Collection entries:
(begin)

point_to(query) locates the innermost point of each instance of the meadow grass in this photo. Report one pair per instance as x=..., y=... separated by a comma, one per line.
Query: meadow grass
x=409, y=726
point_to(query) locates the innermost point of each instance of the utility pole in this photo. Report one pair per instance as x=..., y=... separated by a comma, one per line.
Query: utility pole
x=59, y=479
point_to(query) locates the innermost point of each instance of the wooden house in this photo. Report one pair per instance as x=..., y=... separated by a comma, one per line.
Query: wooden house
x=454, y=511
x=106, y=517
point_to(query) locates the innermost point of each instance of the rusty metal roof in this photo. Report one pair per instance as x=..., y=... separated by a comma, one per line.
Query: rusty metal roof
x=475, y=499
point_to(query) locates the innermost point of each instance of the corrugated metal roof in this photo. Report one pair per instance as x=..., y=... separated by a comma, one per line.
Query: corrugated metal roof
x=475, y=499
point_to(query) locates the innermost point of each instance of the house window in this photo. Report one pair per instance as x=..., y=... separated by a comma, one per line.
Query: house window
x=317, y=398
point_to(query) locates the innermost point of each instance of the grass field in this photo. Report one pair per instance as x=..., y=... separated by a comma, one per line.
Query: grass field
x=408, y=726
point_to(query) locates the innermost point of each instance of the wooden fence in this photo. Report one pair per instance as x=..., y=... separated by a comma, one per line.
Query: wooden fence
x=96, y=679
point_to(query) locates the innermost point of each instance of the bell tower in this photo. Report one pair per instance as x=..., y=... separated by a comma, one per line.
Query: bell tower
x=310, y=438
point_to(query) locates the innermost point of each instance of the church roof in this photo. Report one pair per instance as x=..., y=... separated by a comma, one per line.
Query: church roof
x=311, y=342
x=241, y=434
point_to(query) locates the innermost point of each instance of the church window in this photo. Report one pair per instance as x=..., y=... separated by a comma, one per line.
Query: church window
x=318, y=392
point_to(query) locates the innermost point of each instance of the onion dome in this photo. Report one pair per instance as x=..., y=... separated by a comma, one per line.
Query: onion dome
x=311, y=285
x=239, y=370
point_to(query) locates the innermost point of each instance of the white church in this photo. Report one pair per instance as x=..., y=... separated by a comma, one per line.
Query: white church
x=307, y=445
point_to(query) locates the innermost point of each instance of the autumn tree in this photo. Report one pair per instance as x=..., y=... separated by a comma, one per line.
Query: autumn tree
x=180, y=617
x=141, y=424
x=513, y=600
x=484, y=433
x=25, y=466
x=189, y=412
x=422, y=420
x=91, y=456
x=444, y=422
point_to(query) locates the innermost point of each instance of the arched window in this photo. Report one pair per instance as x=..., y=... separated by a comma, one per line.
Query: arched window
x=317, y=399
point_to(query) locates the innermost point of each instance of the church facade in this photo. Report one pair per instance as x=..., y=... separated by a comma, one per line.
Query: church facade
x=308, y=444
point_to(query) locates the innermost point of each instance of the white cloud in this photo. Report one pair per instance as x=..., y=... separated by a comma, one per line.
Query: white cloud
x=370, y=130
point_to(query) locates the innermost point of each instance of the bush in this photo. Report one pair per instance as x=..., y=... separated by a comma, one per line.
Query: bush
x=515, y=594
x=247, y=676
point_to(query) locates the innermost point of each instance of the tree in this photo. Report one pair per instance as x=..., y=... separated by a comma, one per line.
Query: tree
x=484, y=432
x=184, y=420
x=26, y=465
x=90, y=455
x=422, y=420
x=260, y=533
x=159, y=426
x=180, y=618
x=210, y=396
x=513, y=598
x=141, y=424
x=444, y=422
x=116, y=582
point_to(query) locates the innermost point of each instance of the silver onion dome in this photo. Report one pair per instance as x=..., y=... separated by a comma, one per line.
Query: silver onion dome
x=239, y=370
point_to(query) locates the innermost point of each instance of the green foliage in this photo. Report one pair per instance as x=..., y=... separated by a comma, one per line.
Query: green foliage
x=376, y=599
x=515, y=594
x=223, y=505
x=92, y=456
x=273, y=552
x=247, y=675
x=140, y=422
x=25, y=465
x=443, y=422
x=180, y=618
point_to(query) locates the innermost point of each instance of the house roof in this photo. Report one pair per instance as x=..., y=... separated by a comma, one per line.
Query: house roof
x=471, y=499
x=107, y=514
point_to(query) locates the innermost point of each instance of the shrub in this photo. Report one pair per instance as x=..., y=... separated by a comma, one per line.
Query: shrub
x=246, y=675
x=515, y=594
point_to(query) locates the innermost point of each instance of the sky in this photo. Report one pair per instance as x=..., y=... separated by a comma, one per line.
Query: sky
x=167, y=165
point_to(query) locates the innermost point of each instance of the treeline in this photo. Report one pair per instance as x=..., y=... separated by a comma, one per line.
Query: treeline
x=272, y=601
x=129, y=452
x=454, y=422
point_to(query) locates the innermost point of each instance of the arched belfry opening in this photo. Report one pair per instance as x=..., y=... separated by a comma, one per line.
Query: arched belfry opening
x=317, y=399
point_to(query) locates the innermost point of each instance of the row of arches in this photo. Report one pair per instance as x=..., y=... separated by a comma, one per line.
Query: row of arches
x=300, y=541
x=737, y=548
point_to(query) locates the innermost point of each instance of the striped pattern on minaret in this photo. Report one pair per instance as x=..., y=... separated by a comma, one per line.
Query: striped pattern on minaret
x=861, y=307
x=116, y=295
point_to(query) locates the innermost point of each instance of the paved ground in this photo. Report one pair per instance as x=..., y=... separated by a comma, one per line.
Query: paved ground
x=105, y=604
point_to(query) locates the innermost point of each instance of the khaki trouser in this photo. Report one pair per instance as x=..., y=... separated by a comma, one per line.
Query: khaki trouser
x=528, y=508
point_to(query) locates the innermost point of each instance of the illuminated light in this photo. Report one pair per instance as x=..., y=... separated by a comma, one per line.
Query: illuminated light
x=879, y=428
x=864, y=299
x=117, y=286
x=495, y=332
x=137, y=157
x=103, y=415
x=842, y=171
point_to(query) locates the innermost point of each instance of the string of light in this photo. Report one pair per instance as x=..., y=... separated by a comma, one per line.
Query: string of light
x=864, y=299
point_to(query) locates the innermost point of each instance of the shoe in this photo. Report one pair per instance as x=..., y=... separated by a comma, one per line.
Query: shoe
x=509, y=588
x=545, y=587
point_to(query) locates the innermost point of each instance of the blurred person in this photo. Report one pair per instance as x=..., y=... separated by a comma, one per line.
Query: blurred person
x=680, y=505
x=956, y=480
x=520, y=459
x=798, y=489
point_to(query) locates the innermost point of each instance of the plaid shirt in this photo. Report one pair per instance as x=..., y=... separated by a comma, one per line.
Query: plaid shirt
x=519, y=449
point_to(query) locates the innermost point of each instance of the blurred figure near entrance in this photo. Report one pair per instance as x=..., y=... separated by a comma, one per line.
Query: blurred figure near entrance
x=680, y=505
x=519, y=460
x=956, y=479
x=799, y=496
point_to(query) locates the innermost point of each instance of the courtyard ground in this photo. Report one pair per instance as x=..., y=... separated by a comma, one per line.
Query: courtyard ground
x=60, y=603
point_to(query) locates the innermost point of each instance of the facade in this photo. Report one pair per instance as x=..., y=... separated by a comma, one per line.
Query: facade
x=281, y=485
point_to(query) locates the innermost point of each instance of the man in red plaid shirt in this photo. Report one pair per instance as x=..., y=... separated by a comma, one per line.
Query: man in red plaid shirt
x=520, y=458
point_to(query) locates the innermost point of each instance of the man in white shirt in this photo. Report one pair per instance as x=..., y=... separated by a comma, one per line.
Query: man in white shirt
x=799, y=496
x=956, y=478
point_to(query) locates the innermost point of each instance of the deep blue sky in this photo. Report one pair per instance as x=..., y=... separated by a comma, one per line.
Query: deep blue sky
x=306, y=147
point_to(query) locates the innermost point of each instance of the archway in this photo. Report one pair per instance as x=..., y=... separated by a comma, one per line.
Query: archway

(end)

Exercise requirements
Convert the entries from the line with "of the courtyard" to the line with "x=281, y=485" into a two-column CSV with the headers request and answer. Give one row per entry, put each field in quotes, and replace any line breaks with spaces.

Completed task
request,answer
"point_to(query) locates the innermost point of each instance of the courtyard ground in this photo. Report one pair per instance as x=..., y=... separated by a comma, one per line. Query: courtyard ground","x=60, y=603"
"point_to(query) locates the innermost point of each instance of the facade in this photo. Report one pair per instance as x=..., y=... separated by a comma, one per line. Query: facade","x=281, y=485"